When you reach the records below, output each one exactly.

Content starts

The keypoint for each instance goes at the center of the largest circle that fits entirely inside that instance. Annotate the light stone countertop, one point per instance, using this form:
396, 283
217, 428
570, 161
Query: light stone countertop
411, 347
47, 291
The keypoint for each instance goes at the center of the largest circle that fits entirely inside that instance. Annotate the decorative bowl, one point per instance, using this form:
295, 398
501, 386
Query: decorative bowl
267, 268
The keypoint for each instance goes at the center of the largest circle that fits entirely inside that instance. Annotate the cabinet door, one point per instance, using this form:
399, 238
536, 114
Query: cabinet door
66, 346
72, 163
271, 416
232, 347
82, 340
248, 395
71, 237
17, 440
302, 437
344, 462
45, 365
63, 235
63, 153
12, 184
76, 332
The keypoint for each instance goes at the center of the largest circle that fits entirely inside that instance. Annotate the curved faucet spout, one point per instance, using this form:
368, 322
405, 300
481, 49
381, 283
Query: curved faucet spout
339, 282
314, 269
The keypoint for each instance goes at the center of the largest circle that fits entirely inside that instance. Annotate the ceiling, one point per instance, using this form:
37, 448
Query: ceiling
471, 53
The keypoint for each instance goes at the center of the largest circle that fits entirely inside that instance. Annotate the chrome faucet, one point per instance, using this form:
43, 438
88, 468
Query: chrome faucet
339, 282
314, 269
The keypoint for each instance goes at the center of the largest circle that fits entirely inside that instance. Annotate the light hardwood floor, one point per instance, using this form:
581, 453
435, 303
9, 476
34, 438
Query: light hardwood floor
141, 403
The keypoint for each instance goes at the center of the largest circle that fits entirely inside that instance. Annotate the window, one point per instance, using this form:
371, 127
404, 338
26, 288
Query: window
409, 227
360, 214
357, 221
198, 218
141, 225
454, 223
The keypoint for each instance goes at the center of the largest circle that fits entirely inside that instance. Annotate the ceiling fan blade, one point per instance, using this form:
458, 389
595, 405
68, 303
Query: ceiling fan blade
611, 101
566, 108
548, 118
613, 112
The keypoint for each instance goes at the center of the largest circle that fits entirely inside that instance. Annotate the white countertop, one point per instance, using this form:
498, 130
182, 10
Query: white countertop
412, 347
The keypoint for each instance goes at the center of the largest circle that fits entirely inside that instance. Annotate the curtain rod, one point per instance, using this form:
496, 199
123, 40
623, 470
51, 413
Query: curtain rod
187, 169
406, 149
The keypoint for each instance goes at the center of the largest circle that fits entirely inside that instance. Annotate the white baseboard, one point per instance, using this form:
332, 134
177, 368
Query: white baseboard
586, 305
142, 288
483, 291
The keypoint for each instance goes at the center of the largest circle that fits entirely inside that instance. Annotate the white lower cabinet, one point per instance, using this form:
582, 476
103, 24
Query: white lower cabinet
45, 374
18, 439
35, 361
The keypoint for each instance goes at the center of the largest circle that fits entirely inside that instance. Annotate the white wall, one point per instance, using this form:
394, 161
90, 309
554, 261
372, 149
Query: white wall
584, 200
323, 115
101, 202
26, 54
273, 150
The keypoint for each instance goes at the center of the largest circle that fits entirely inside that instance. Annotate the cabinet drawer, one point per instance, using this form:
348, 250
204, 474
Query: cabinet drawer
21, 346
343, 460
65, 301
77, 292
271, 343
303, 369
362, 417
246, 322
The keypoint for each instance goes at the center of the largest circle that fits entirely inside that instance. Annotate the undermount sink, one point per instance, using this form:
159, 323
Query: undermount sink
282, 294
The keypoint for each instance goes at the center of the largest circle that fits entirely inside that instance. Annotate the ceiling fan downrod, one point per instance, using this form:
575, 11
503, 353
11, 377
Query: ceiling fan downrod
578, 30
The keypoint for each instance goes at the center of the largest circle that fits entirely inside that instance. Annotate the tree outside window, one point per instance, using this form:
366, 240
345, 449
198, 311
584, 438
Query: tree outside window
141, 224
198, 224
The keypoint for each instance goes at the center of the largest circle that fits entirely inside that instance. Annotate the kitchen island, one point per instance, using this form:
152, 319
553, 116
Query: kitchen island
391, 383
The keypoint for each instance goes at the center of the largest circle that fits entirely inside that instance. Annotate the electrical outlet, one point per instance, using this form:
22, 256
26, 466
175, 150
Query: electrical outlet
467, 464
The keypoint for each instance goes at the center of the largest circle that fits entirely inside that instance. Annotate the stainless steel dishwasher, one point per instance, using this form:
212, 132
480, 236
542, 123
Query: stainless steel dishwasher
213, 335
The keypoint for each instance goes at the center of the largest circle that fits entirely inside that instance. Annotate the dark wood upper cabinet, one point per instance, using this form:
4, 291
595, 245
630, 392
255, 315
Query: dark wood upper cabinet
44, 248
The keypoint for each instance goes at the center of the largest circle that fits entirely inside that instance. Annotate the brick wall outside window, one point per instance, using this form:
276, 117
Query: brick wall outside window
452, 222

Content ends

ANSWER TO THIS PROBLEM.
The keypoint for each instance goes at the center of the largest circle that fits entirely inside that instance. Annotate the light stone countertop, one point per instance, using this form:
396, 283
217, 428
570, 161
Query: light stone countertop
411, 347
47, 291
The keypoint for each instance goes at the center of the largest circle that fits entirely inside that instance. Annotate the decorative bowl, one point per instance, using this form:
295, 398
501, 386
Query: decorative bowl
267, 268
The keypoint for each instance goes at the center of the largest circle that fits entirely inside that instance. Annotate the cabinet door, one point per instance, using this form:
399, 238
536, 114
Query: cabinet door
66, 346
72, 163
271, 416
232, 347
82, 340
248, 395
71, 237
17, 440
302, 437
344, 462
45, 365
63, 235
63, 153
12, 184
76, 332
The keypoint for each instance goes at the center of the largest circle that fits entirely inside that instance. Annotate the curved faucet spout, one point per instance, using this form:
368, 322
405, 300
481, 49
381, 283
Query: curved faucet spout
339, 282
314, 269
The keypoint for each instance goes at the center of the largest circle that fits entirely inside that instance. Annotate the ceiling, one point per instance, using this form:
37, 448
Query: ceiling
471, 53
The keypoint for each instance goes at the center of the largest circle that fits entirely inside that instance. Annotate the chrome faucet, one point per instance, using this form:
43, 438
88, 468
Query: chrome faucet
339, 282
314, 269
The keypoint for each instance goes at the center of the largest circle that fits entirely inside that instance. Annotate the light hardwood floor, one point per instance, using this form:
581, 453
435, 303
9, 476
34, 438
Query: light hardwood floor
141, 403
The keypoint for each instance goes at the center of the largest circle that fits entirely inside that instance. Annotate the window, one point per instance, using this form:
371, 127
404, 338
26, 288
Query: window
409, 227
360, 214
357, 221
198, 218
141, 225
454, 223
The keypoint for each instance goes at the center of the largest circle that fits entirely inside that instance. Annotate the ceiling fan blade, one point per instance, using this form:
458, 389
595, 405
68, 303
Query: ceiling fan blade
611, 101
566, 108
548, 118
613, 112
The keypoint for each instance goes at the center of the largest circle that fits entirely inside that instance. Annotate the white countertop, one point per instance, using this form:
498, 130
182, 10
Query: white countertop
412, 347
The keypoint for each instance goes at the center of the largest circle that fits entirely inside that instance. Annotate the curtain rod, one point per instance, using this form:
496, 199
123, 40
623, 470
51, 413
Query: curtain rod
187, 169
406, 149
The keypoint for each instance goes at the center of the largest circle that fits entirely inside that instance. Annotate the white baseboard, one point per instance, using this form:
332, 134
177, 368
Query: white baseboard
586, 305
142, 288
483, 291
The keypoint for each instance goes at the center of the largest circle that fits entirely inside that instance. Annotate the white lower cabinet, one point per instance, using this form:
582, 476
103, 24
Query: white lower cabinet
45, 374
18, 439
35, 361
The keypoint for each instance goes at the center of the largest circle that fits entirely inside that instance. Annotate the white wall, one point per instance, using this form:
394, 161
90, 309
554, 261
372, 149
Query: white wall
584, 200
323, 115
101, 202
26, 54
273, 150
The keypoint for each instance goes at the center of the largest circle that fits entirely inside that instance. Annotate the cabinet drawer, one point per instance, using this form:
348, 250
204, 474
Query: cabinet drawer
21, 346
343, 460
65, 301
77, 292
271, 343
303, 369
362, 417
246, 322
The keypoint for each instance goes at the center of the largest circle that fits entirely inside that instance. Annotate the undermount sink, one point per instance, using this form:
159, 323
Query: undermount sink
282, 294
The keypoint for each instance goes at the center of the largest circle that fits entirely inside that instance. Annotate the ceiling fan downrod, one point per instance, using this form:
575, 11
503, 353
11, 377
Query: ceiling fan downrod
578, 30
The keypoint for each instance goes at the center of the largest circle that fits entirely inside that instance. Annotate the tree outside window, one point per instance, using this form:
366, 240
345, 449
198, 311
584, 438
Query: tree outside window
141, 224
198, 224
The keypoint for each instance goes at the center of the largest circle that fits entirely inside that instance. Annotate the kitchen island, one point per instance, using this form:
152, 319
553, 116
Query: kitchen island
391, 383
The keypoint for each instance goes at the center of the largest circle that fits entirely inside that instance. Annotate the electrical outlet, one point per instance, using this form:
22, 256
26, 466
175, 150
Query: electrical outlet
467, 464
The keypoint for each instance goes at the center of the largest circle that fits entirely inside that instance. Annotate the stainless steel dishwasher, one point per instance, using this form:
212, 132
480, 236
542, 123
Query: stainless steel dishwasher
213, 335
The keypoint for each instance goes at the center of the largest circle that fits entirely inside that instance. Annotate the dark wood upper cabinet, one point per instance, using this form:
4, 291
595, 245
630, 392
255, 315
Query: dark wood upper cabinet
44, 248
The keypoint for each instance goes at the center of the largest circle that fits entirely inside that instance. Annotate the brick wall outside window, one point per instance, using this form:
276, 117
Query: brick wall outside window
452, 222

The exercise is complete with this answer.